------ Trecho do texto ------

"Quando vemos uma foto de um indivíduo desnutrindo nos jornais ou em televisões é sempre uma imagem chocante, a desnutrição alimentar gera efeitos horríveis em nosso desenvolvimento como seres humanos, e alguns deles são irreversíveis. Já a desnutrição cultural não choca tanto, pois ao contrário da desnutrição alimentar que afeta as classes mais baixas da população, a desnutrição de cultura atinge a todos, ricos e pobres, velhos e crianças. Ela é, portanto, mais perversa do que se pensa, uma vez que ela também gera efeitos horríveis impedindo, da mesma maneira, um perfeito desenvolvimento de nossas capacidades.

------ Informações exibidas ------

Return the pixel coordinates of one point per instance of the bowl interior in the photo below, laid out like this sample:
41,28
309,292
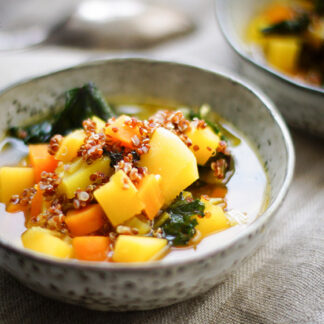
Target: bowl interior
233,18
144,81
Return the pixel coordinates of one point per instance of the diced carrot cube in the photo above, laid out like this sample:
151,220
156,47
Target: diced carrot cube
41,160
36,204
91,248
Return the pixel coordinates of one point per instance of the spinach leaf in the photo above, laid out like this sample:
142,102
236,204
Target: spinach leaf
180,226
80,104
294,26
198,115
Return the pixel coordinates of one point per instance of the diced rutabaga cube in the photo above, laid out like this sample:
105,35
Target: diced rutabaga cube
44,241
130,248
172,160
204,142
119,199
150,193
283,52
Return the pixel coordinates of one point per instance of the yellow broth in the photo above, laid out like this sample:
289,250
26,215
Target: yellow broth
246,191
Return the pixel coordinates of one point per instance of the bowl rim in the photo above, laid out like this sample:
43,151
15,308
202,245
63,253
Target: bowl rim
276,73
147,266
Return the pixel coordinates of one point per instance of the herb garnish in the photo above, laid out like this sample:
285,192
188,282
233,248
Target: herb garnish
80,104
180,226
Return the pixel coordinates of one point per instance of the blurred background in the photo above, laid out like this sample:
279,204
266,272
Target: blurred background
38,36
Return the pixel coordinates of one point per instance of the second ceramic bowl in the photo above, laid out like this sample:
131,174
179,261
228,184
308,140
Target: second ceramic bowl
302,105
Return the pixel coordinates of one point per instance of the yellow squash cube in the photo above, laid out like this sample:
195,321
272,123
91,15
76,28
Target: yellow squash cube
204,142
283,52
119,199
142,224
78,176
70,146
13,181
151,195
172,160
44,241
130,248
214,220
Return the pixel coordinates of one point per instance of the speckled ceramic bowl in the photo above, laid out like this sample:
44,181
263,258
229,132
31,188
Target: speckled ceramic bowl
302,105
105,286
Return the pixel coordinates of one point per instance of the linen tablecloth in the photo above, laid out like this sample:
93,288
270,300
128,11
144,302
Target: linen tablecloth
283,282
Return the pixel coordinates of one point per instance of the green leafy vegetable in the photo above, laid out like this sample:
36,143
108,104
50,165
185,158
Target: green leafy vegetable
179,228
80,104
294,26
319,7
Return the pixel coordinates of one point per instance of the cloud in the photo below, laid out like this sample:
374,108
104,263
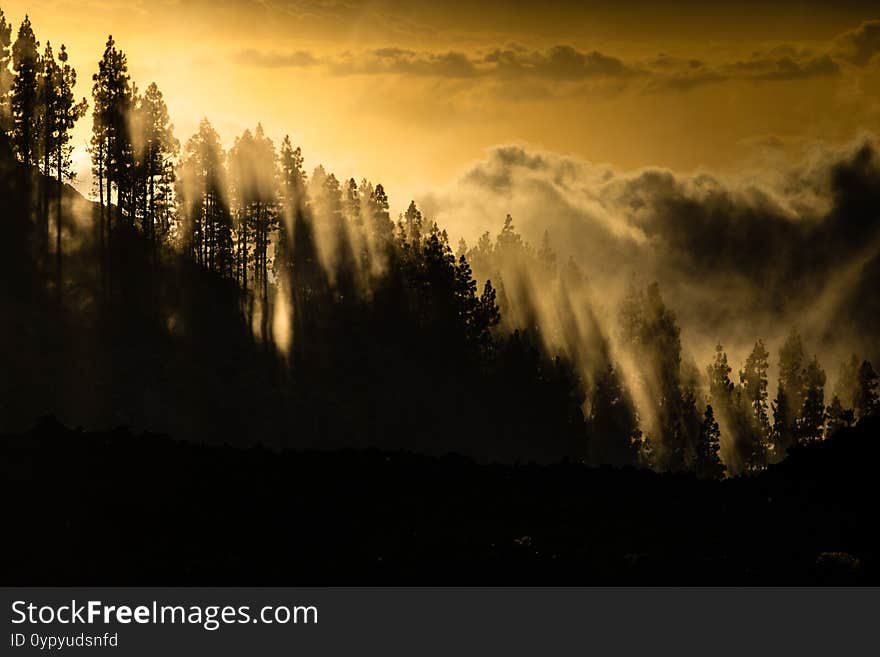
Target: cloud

------

_Tarefas a realizar:_
1) Segundo o trecho sobre desnutrição cultural, quem é atingido pela desnutrição de cultura?
2) Prossiga, por favor, com o trecho sobre desnutrição cultural a partir da última frase.

_Respostas do exercício:_
1) Todos: ricos e pobres, velhos e crianças.

2)
De quem seria hoje a responsabilidade da condução da política cultural da cidade? Seria o governo que, recebendo os nossos impostos, deveria melhor se ocupar do desenvolvimento da cidade e contemplar a Cultura com a seriedade que merece, ou seria a tal elite cultural da cidade que se responsabilizaria em auxiliar o governo nas prioridades? Em Campinas não temos nem uma nem a outra. De parte do poder público o que vemos é a transformação da Secretaria de Cultura em uma Secretaria de Eventos, onde a pouca verba que possui é principalmente usada para promover eventos, atrações temporárias que servem apenas para dar a impressão de que alguma coisa está acontecendo, quando na verdade nada realmente sólido é feito pela cultura. Shows no fim de semana podem até oferecer diversão, mas de nada servem para a nutrição cultural e desenvolvimentos dos artistas.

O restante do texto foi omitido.